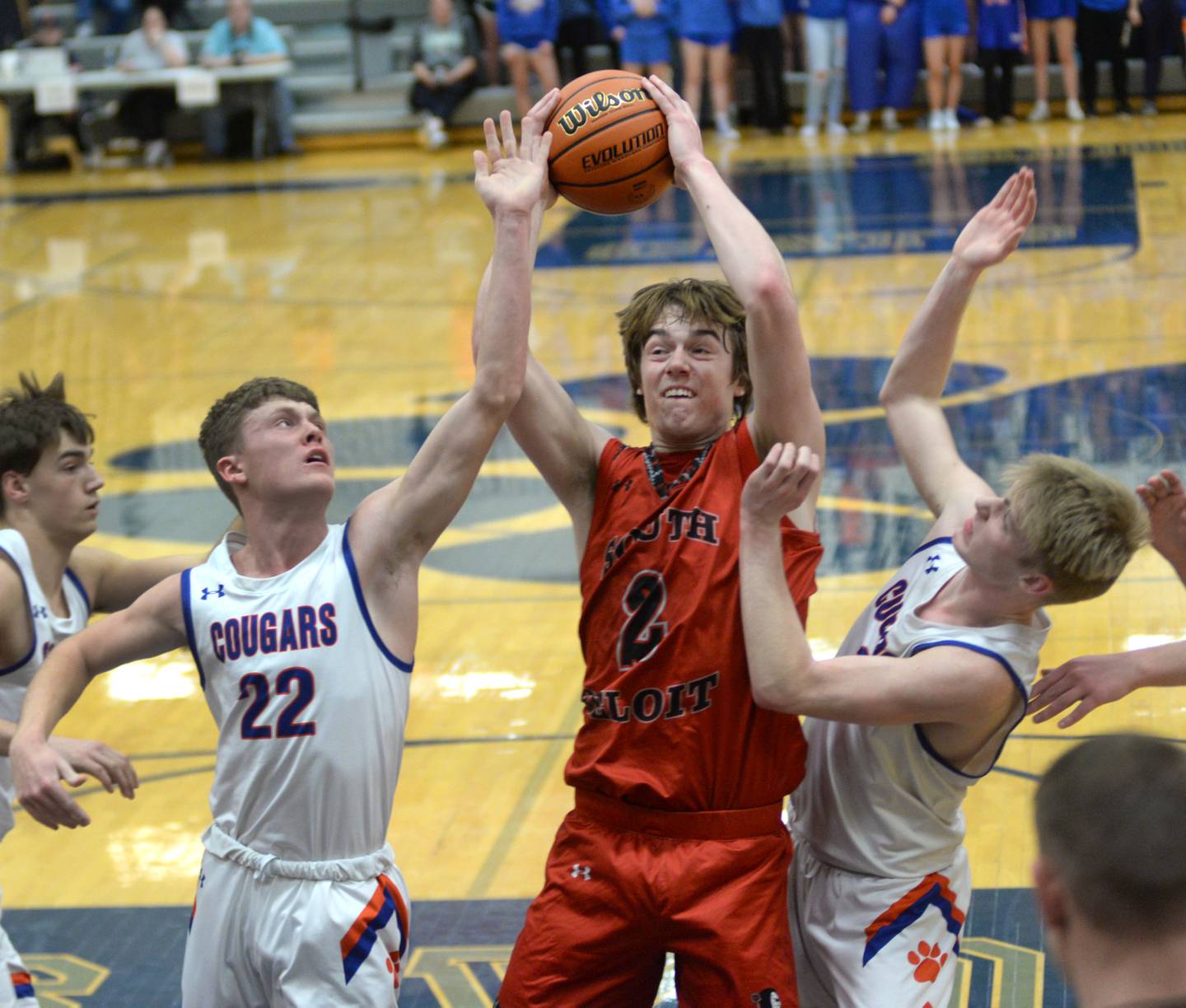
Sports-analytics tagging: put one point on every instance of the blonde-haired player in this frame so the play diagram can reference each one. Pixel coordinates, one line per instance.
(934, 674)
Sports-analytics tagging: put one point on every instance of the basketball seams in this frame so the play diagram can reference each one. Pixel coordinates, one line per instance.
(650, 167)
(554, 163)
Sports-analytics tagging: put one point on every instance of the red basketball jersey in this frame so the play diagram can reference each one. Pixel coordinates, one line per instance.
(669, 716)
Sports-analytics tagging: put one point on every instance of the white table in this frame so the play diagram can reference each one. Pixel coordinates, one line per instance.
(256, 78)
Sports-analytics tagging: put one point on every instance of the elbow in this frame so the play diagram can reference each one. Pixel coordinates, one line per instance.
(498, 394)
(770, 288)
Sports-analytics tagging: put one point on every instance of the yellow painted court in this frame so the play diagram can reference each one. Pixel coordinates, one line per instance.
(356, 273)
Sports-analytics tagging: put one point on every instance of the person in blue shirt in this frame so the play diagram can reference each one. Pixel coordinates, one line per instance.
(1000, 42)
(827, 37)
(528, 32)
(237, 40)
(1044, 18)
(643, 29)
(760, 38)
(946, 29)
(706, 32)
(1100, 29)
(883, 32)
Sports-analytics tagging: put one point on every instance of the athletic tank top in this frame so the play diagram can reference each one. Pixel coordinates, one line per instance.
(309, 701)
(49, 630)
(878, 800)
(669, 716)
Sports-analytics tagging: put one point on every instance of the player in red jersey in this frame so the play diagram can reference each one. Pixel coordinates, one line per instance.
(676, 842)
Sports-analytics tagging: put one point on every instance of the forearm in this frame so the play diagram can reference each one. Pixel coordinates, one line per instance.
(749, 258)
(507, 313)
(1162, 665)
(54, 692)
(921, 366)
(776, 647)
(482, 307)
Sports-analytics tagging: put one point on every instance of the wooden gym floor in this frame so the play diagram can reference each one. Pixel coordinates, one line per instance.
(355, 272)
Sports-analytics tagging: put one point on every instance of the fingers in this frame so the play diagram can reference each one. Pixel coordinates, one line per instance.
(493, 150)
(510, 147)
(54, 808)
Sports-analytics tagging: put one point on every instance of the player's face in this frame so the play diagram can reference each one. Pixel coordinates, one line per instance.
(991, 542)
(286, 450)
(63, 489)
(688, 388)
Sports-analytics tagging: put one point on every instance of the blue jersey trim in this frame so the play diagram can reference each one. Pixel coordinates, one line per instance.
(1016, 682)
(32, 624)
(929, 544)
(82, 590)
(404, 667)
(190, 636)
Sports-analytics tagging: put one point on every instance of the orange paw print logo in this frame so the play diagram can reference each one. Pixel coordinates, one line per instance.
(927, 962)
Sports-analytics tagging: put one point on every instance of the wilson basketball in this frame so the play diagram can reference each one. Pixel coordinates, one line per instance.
* * *
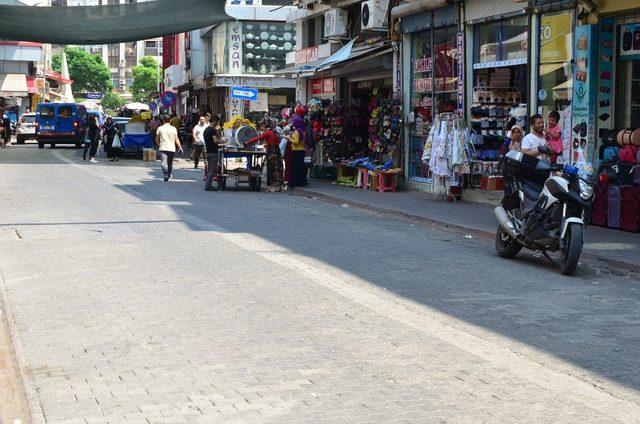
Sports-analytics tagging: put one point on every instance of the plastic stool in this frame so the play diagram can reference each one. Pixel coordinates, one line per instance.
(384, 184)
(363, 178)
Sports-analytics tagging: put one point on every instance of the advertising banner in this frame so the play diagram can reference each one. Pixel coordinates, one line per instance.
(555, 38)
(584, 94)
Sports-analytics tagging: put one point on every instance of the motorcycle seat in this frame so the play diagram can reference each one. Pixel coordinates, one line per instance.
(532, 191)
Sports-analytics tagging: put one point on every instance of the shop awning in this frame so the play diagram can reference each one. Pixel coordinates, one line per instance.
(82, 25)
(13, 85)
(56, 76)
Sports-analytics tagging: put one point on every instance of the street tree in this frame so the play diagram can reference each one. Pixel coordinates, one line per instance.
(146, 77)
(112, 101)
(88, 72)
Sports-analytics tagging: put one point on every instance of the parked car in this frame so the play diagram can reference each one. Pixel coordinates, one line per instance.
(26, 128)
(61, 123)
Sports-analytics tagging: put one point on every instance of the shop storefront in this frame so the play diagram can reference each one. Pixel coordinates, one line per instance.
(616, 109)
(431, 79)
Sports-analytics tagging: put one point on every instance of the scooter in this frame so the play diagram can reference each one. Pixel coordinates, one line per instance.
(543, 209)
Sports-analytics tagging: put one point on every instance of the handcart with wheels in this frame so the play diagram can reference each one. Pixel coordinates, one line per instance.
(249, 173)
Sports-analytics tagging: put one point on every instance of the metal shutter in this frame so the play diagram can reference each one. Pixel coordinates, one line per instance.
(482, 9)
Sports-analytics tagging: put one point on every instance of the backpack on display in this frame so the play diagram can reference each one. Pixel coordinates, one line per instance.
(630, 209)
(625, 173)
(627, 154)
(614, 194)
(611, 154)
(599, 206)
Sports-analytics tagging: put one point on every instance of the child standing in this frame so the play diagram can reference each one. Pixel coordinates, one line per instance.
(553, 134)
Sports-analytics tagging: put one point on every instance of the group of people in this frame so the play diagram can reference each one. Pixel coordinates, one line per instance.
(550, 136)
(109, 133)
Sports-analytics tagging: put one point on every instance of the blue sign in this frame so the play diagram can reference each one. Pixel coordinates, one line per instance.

*Your assignment*. Retype exactly the span of lines from the one with "of the orange" through the one with "of the wilson"; include both ends and omit the rest of the material.

*Problem solution*.
Sports-analytics tagging: put one point on every instance of the orange paw print logo in this frame so the play diagram can reference each one. Pixel coordinates, one line per instance.
(927, 962)
Sports-analytics tagging: put one point on every instance of the wilson basketball in this frame so the play diagram can reference each one. Pixel coordinates, one line per instance.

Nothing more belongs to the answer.